Source extract -

=== Begin Enclosure ===

When talking about image-making and images with a friend over tea, I admitted that I don’t look for meaning when I make my art. How ironic we laughed that, as an art therapist, I keep quiet when it comes to my own work. My friend said that she understands this. She stated, “We as artists are usually the keeper of the secrets.” Ah, I liked that term immediately. How fun words can be to play with!
We are such keepers of the secrets, I stated, and sometimes, we don’t even know what secrets we’re keeping. Perhaps the art itself plays hide and seek with us., sometimes revealing itself fully, sometimes not. Whatever the case, though, we hold as sacred both what we know, and what we don’t, just being pleased and honored to keep the mystery and aliveness of the images close by.

=== End Enclosure ===

Collected data:
=== Begin Enclosure ===

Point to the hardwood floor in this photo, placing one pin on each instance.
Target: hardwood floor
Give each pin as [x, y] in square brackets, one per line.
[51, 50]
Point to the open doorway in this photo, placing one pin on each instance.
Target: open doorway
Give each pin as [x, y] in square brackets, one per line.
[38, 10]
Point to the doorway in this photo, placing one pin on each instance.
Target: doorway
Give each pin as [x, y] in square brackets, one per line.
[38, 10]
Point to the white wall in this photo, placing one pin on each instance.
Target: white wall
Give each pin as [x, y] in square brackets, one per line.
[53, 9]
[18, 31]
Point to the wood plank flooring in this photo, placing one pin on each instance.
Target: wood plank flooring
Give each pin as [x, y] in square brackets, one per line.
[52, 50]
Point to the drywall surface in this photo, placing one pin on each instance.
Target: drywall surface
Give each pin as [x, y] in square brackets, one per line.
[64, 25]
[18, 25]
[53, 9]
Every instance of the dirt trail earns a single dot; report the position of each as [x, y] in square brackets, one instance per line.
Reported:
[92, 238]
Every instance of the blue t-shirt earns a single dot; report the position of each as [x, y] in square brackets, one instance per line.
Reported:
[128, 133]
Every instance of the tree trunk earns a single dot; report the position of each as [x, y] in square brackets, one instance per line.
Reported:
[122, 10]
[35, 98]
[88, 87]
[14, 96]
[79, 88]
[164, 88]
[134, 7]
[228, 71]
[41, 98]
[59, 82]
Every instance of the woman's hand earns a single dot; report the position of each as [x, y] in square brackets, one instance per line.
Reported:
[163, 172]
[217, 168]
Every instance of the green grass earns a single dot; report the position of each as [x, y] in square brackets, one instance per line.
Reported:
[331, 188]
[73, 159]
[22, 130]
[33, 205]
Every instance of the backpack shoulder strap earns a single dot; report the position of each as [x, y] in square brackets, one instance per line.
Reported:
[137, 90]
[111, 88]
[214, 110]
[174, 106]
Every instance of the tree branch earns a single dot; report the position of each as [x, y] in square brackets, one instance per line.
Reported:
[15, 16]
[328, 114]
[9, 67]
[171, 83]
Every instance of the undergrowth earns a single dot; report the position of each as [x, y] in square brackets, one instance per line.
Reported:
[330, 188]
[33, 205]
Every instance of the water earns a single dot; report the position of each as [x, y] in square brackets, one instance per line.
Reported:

=== End Enclosure ===

Problem statement -
Reproduce the passage about artists as keepers of secrets word for word, from "When talking about" to "to play with!". The rows above stand apart from the passage and are not part of it.

Answer box -
When talking about image-making and images with a friend over tea, I admitted that I don’t look for meaning when I make my art. How ironic we laughed that, as an art therapist, I keep quiet when it comes to my own work. My friend said that she understands this. She stated, “We as artists are usually the keeper of the secrets.” Ah, I liked that term immediately. How fun words can be to play with!